| Provided text |
--- START ---

Based on the evidence in the record, the first time Baur claimed ownership separately from someone else's ownership was in her affidavit that she attached to the 2015 quitclaim action. Even if we were to consider Baur's 2015 quitclaim deed as the beginning of her claim of ownership, her suit for adverse possession was filed only six years later in 2021. Therefore, just as in Signaigo, Baur "fail[s] to show [her] claim of ownership existed for the ten-year statutory requirement." Signaigo, 2024 WL 2284923, at *4 (¶17).

¶32. Furthermore, "Mississippi law states that 'one cannot set out to adversely possess the property of another[.]'" Id. (quoting Wong, 904 So.2d at 137 (¶19)).

¶33. The letters documenting Baur's communications with Nancy and other third parties also reveal:

- In 1989, Baur identifed her intent to establish the property as her own;
- In 1998, Baur stated she claimed the property since 1989 and intended to continue pursuing her claim;
- In 2001, Baur noted that she previously sent notice of her property claim and was continuing her claim with intent to file for title;
- In 2002, Baur stated, "My claim of adverse possession has matured and I have met all the conditions";
- In 2015, Baur executed an affidavit acknowledging her "claim of property thru adverse possession starting with outward notice . . . since
1989"; she "has consistently since 1989 (26 years) without fail, maintained & exercised all rights and privileges of a landowner and has more than met the statute requirements" for adverse possession; and she "claims ownership of this property since 1989";
- In 2016, Baur said she told a third party "in 1989 that I was pursuing adverse possession ownership of the 47 acres"; "for 20 years now I had maintained ownership of this property thru adverse possession"; and "my claim of ownership has been consistent from 1989"; and
- In 2017, Baur wrote, "I claim this property and have done so since January 1989. I have done all of the steps to claim ownership thru the years[.]"

--- END ---

Stored data:
--- START ---

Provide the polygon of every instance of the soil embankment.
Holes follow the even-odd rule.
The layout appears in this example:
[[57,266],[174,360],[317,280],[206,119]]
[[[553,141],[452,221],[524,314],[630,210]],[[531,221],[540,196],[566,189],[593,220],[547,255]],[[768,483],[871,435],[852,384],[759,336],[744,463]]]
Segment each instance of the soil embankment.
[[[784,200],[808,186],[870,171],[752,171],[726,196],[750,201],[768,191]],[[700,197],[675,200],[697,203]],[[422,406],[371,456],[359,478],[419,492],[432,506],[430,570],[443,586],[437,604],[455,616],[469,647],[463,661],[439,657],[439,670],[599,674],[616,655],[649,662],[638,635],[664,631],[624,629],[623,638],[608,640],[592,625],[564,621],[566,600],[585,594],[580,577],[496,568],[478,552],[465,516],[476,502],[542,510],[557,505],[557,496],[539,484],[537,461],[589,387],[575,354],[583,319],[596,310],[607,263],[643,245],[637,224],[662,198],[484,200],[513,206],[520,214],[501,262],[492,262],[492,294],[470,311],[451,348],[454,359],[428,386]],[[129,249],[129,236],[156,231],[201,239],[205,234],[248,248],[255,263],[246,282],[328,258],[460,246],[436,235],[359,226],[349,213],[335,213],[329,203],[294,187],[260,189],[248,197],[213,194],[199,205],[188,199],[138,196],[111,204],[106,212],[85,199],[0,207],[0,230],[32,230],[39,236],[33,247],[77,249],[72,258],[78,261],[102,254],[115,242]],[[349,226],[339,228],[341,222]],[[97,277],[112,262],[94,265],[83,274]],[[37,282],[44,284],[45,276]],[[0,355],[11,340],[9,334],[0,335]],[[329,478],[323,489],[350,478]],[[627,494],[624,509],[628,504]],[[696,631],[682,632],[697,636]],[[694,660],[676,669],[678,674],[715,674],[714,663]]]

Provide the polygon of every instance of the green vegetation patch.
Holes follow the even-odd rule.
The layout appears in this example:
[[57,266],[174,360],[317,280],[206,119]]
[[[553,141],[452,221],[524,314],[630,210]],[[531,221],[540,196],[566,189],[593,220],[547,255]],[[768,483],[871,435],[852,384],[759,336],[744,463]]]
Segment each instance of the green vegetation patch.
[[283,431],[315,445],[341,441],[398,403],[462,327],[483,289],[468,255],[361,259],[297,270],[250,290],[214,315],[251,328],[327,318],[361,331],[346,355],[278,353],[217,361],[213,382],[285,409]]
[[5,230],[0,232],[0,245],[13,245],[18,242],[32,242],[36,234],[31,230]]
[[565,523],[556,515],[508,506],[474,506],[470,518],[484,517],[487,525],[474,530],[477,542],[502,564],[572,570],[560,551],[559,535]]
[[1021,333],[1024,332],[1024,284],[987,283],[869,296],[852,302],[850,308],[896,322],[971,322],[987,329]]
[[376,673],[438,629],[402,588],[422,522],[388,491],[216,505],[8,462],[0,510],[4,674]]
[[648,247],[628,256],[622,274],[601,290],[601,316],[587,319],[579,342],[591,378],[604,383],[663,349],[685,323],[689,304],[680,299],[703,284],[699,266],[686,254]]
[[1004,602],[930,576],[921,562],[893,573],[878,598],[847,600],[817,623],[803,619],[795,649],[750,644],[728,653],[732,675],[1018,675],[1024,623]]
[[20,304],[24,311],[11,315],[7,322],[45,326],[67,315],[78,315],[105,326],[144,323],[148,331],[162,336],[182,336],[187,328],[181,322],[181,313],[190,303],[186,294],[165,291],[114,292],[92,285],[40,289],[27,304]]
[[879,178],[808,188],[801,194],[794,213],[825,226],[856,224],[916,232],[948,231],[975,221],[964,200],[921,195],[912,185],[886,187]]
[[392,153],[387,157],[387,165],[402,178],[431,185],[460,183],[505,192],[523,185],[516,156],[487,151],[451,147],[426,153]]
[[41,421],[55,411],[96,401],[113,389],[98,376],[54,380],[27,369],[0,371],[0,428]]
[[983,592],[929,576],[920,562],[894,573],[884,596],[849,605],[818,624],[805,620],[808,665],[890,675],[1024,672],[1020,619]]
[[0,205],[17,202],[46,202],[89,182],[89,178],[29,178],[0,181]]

--- END ---

| Problems to work on |
1. Print the passage from the excerpt on Baur's adverse possession claim, starting with "Based on the" and going on through "at *4 (¶17).".
2. Answer these questions from the excerpt on Baur's adverse possession claim:
(a) In what year was Baur's suit for adverse possession filed?
(b) In 2002, what did Baur state had matured?
(c) In 2016, how many acres did Baur say she had told a third party she was pursuing?
3. Can you pick up the excerpt on Baur's adverse possession claim from where it stops and continue it?
This material plays no part in what is asked.

| Your written answers |
1.
Based on the evidence in the record, the first time Baur claimed ownership separately from someone else's ownership was in her affidavit that she attached to the 2015 quitclaim action. Even if we were to consider Baur's 2015 quitclaim deed as the beginning of her claim of ownership, her suit for adverse possession was filed only six years later in 2021. Therefore, just as in Signaigo, Baur "fail[s] to show [her] claim of ownership existed for the ten-year statutory requirement." Signaigo, 2024 WL 2284923, at *4 (¶17).

2.
(a) 2021
(b) Her claim of adverse possession
(c) 47 acres

3.
Clearly, Baur's letters show she intended to use adverse possession to take ownership of the property. The evidence indicates that when Baur's possession of the property began back in 1989, she "set out in a deliberate attempt to adversely possess" the property. Wong, 904 So.2d at 137 (¶20). This type of conduct is specifically prohibited.

¶34. Just like those attempting to claim adverse possession in Wong and Signaigo, Baur "cannot prove the claim of ownership element of adverse possession by clear and convincing evidence." Signaigo, 2024 WL 2284923, at *5 (¶21). We find that the chancellor did not abuse his discretion in denying Baur's claim for adverse possession.

II. Baur is not liable for the tort of slander of title.

¶35. Turning to Nancy's four-part cross-appeal, her first issue is that the trial court should have found Baur was liable for the malicious filing of a false deed when she recorded the 2015 quitclaim to herself.

¶36. "Words spoken of property are not in themselves actionable," our Supreme Court has held, "[b]ut the publication of false and malicious statements, disparaging of plaintiff's property or the title thereto, when followed, as a natural, reasonable and proximate result, by special damage to the owner, are actionable." Walley v. Hunt, 212 Miss. 294, 305, 54 So.2d 393, 396 (1951). "The false statement may consist of an assertion that plaintiff has no title to the property of which he is the ostensible owner, or that his title is defective, or that defendant has an interest in or lien upon the property." Id.

¶37. Not all statements trigger the application of the tort. "Whatever be the statement, however, in order for it to form the basis of a right of action it must have been made, not only falsely, but maliciously." Id. "Malice requires a showing of evil intent or ill will toward another, either through conduct or statements, without just cause or excuse." Zebe LLC v. Robinson, 296 So.3d 211, 216 (¶12) (Miss. Ct. App. 2020) (internal quotation marks omitted). So "a party who commits an act under reasonable belief of title will not be said to have acted maliciously when committing the act." Id. at (¶13) (internal quotation marks omitted).

¶38. Here, the trial court found that "Baur's action in filing the quitclaim deed in 2015 was false and improper." But the court further made a finding of fact that "[a]s early as 1998 and again in 2002 in letters penned from Baur . . . she believed that she had acquired the Property by adverse possession" and, indeed, "reasserted this belief in 2016 in her response to Ribelin's attorney." The trial court found that while she "was mistaken," this error did not constitute "actual malice on Baur's part."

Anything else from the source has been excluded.